*** Opening of Record excerpts ***

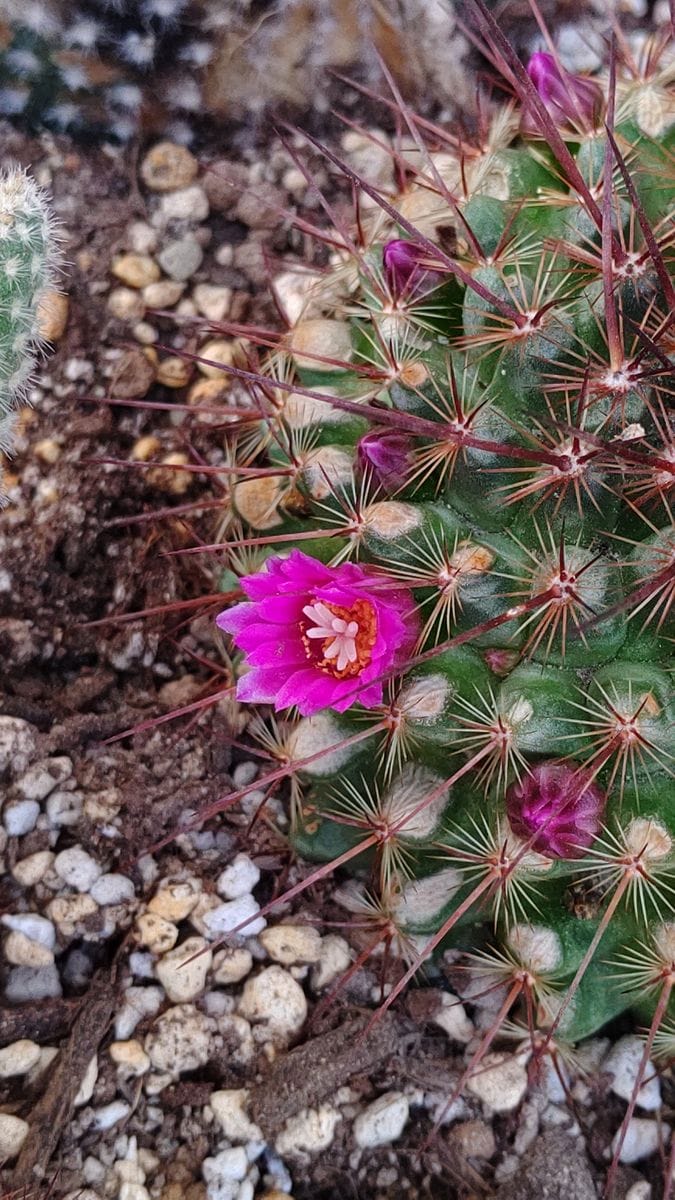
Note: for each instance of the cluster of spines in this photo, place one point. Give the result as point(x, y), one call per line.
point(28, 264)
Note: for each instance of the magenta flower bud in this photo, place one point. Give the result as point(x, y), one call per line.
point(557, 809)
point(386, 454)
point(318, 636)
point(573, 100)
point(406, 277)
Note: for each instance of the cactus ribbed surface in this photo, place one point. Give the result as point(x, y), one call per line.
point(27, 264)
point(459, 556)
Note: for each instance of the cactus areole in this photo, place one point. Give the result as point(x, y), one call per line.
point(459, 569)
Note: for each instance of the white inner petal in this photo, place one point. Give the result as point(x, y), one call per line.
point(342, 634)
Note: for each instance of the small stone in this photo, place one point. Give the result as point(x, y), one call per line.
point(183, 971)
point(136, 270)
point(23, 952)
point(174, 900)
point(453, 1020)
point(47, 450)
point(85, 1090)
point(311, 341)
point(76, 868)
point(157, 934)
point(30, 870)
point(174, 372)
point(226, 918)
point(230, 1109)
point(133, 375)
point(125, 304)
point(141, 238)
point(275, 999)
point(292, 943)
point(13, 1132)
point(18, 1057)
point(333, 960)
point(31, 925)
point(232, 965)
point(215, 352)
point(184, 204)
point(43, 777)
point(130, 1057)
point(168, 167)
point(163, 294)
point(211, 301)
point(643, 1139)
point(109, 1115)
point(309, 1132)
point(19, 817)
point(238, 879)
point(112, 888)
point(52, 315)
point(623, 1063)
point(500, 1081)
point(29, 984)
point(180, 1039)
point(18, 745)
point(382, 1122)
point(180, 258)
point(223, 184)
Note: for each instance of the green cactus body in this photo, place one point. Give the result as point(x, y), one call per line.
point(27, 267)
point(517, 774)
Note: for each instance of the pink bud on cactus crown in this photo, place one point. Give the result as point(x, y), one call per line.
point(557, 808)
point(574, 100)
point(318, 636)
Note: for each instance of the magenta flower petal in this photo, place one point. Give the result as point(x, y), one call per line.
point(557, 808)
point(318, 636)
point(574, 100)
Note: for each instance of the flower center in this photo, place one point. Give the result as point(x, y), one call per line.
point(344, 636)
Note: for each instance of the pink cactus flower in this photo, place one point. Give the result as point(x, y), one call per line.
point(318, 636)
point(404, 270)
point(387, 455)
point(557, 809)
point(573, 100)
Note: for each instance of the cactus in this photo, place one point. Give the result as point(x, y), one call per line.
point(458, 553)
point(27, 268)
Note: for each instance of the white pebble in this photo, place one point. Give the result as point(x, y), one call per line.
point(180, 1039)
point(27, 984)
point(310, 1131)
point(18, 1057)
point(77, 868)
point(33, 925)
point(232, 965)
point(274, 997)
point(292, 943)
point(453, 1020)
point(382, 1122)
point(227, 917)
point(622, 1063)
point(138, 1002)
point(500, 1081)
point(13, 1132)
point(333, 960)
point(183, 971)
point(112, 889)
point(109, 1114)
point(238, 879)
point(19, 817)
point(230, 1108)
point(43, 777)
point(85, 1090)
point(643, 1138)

*** Close of Record excerpts ***
*** Opening of Record excerpts ***

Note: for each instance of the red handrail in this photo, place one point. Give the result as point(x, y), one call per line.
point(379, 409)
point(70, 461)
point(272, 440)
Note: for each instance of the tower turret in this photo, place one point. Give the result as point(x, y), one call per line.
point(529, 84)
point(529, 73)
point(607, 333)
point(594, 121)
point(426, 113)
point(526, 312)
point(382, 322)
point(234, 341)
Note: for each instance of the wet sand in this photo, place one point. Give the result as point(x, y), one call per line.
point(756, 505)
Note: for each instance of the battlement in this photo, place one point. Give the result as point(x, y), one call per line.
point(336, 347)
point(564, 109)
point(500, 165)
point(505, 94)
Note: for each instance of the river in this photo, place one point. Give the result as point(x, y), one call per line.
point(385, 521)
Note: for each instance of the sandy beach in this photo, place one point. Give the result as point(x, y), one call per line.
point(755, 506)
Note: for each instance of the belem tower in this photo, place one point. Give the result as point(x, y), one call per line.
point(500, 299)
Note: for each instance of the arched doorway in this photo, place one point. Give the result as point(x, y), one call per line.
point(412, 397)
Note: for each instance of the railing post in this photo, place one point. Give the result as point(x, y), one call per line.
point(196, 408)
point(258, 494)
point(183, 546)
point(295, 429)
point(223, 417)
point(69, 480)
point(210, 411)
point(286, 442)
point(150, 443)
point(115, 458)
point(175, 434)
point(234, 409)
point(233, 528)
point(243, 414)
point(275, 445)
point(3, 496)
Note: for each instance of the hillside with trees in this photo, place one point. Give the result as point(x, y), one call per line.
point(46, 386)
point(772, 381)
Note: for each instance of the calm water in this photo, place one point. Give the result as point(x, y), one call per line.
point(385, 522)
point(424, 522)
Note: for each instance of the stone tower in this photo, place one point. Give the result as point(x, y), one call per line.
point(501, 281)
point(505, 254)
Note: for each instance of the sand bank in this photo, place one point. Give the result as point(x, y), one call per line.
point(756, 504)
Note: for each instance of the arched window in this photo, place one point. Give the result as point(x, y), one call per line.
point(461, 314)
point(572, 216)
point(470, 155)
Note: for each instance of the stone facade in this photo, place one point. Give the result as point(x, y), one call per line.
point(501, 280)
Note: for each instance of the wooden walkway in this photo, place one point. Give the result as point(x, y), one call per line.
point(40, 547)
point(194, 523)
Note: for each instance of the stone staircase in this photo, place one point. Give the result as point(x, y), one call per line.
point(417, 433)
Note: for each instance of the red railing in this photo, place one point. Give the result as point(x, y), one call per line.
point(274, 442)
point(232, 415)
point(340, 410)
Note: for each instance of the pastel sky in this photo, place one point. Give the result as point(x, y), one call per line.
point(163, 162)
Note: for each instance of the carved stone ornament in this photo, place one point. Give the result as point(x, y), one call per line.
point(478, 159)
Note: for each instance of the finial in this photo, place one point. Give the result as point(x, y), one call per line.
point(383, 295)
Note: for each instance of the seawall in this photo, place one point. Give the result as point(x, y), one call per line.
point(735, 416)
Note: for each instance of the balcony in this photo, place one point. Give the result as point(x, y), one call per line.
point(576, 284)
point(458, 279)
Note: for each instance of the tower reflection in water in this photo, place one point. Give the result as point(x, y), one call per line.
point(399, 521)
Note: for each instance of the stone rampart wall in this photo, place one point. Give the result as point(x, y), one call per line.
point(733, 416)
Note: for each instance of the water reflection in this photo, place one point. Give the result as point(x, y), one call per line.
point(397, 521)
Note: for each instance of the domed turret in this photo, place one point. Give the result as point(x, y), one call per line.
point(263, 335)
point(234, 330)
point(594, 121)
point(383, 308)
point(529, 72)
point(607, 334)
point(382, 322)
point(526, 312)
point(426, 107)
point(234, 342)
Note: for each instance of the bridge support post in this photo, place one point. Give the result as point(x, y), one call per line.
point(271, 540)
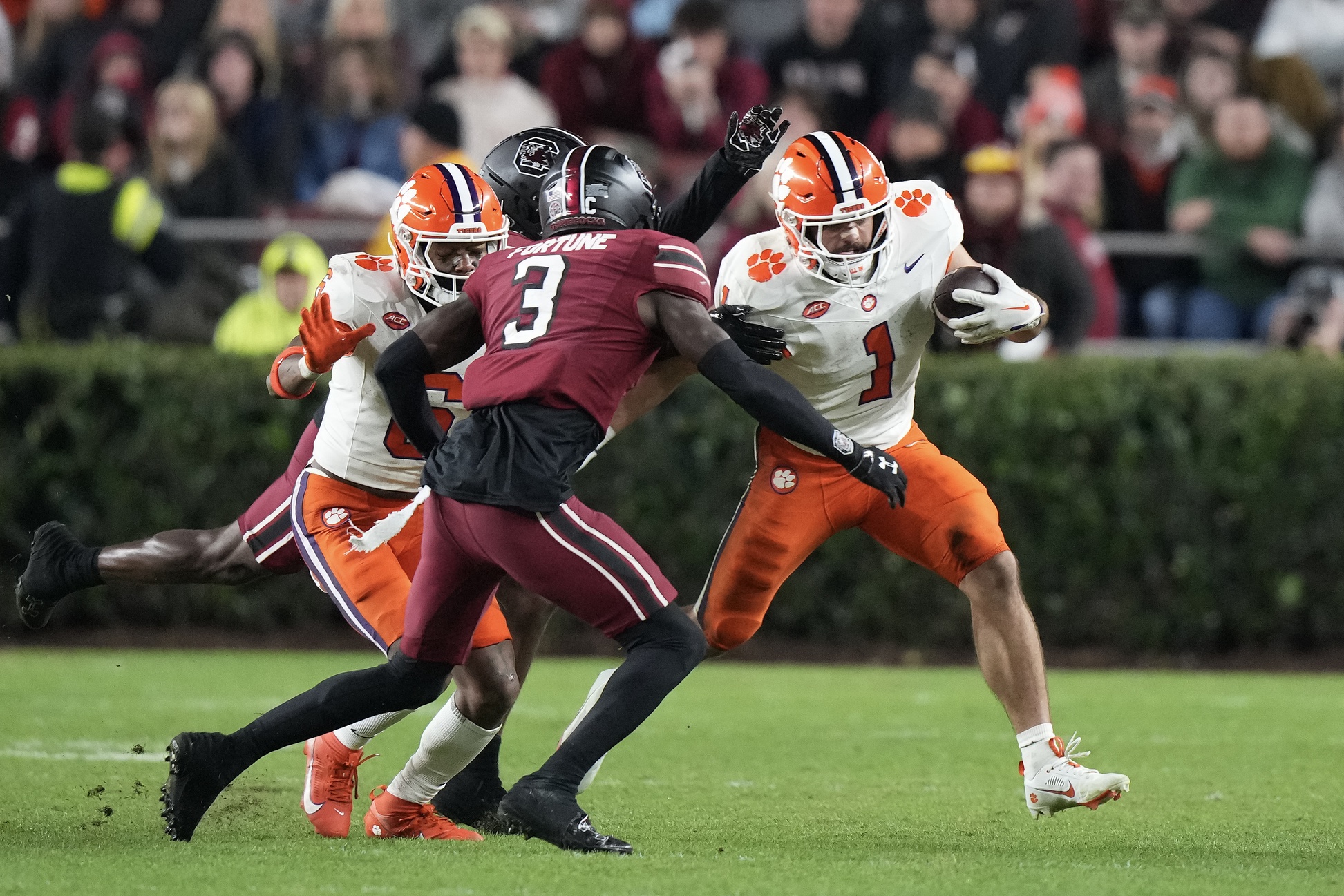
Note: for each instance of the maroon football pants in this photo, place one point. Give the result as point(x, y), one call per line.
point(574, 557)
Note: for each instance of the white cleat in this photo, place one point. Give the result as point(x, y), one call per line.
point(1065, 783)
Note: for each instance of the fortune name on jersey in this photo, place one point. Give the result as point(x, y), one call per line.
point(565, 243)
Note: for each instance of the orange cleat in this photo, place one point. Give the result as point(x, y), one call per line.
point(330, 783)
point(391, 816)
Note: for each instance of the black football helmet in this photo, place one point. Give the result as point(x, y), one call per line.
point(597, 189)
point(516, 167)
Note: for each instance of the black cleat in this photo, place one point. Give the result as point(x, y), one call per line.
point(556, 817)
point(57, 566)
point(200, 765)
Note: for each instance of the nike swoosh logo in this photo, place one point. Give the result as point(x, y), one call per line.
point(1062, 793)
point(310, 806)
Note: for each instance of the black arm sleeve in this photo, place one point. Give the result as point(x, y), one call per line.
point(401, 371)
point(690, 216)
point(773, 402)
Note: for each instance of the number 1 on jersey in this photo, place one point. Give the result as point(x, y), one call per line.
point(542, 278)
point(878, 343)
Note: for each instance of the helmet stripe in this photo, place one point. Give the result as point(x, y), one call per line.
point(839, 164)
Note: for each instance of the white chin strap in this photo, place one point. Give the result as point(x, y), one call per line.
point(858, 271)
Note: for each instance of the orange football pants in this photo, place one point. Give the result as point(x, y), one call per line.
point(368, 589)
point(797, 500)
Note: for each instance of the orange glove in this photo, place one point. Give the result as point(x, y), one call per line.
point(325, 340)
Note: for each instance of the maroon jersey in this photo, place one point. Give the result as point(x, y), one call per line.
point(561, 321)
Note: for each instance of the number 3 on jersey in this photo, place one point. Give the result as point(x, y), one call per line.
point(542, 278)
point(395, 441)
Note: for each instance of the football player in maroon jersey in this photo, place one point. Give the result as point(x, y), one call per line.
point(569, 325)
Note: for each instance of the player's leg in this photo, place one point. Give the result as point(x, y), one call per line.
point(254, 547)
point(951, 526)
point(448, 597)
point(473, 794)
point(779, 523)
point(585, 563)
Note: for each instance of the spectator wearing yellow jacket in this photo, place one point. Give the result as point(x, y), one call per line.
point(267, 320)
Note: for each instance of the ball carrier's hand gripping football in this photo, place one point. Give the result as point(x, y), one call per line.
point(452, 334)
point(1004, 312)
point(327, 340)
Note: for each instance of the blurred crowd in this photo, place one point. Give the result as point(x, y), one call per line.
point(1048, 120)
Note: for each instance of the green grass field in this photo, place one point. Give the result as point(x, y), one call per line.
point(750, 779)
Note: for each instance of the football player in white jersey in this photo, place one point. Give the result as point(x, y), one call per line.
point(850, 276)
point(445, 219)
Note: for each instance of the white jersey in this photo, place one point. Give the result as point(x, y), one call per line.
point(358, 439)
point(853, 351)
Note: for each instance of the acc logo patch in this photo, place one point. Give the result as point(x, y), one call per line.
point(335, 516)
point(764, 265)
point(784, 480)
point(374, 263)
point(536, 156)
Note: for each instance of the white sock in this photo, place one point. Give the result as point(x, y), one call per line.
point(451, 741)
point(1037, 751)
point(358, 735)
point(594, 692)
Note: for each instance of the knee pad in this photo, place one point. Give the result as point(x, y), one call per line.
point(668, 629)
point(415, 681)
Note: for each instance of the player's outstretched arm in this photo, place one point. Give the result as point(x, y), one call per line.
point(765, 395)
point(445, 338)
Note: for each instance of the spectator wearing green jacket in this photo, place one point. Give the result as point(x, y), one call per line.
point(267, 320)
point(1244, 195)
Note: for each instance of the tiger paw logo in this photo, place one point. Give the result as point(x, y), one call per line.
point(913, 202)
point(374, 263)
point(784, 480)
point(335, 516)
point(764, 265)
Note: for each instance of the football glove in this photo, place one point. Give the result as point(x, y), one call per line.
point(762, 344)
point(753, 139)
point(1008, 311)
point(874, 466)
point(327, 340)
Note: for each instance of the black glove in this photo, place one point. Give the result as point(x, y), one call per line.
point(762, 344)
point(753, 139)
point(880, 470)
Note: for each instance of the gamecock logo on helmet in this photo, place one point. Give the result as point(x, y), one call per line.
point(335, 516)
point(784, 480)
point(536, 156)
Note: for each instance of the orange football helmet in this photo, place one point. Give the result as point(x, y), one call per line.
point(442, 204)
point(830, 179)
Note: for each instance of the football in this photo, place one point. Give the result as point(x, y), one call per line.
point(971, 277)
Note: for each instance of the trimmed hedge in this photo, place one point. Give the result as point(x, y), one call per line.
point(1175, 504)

*** Close of Record excerpts ***
*** Opening of Record excerpts ***

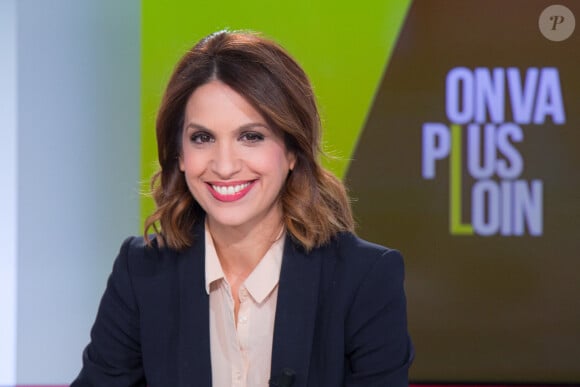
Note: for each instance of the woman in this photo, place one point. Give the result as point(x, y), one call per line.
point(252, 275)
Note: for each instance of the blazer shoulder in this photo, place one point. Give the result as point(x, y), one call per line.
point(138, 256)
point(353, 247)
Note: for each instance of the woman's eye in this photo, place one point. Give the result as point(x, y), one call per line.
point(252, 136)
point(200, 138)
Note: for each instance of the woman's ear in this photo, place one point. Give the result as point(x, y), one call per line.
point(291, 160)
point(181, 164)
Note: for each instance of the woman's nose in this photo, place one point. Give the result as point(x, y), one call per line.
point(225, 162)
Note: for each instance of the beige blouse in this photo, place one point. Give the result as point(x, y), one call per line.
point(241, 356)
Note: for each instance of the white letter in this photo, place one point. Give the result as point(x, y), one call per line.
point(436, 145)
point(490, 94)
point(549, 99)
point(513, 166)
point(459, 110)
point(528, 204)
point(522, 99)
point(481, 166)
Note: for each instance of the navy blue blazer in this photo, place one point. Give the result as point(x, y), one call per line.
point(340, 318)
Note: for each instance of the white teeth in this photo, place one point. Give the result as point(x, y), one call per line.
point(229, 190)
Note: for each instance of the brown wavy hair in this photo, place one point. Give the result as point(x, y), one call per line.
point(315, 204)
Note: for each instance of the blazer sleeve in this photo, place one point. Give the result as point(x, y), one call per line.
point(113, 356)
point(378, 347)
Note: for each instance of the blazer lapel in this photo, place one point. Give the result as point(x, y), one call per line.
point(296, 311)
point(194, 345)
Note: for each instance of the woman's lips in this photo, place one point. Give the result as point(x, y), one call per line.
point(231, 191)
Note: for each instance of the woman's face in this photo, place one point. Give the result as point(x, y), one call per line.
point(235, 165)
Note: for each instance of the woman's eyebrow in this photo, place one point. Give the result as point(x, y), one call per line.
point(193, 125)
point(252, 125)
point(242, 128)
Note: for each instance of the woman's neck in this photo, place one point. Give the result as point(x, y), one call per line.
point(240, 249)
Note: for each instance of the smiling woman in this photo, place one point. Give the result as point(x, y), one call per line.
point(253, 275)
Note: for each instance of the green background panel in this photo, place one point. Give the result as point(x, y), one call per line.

*** Close of Record excerpts ***

Exercise requirements
Of all the entries above, output exactly the lines between the one holding "Note: for each instance of the woman's neck" and the one holding "Note: for each instance of the green background", inclusive.

Task answer
Note: for each instance of the woman's neck in this photo, place one point. Give the result as point(x, y), one call per line.
point(240, 249)
Note: for each instance of the smiling woman in this photo, place one point. Give the result as point(x, y), one call per line.
point(253, 275)
Note: for each instance of the green background panel in this photo, place one point. Give the result as point(x, y), one call per line.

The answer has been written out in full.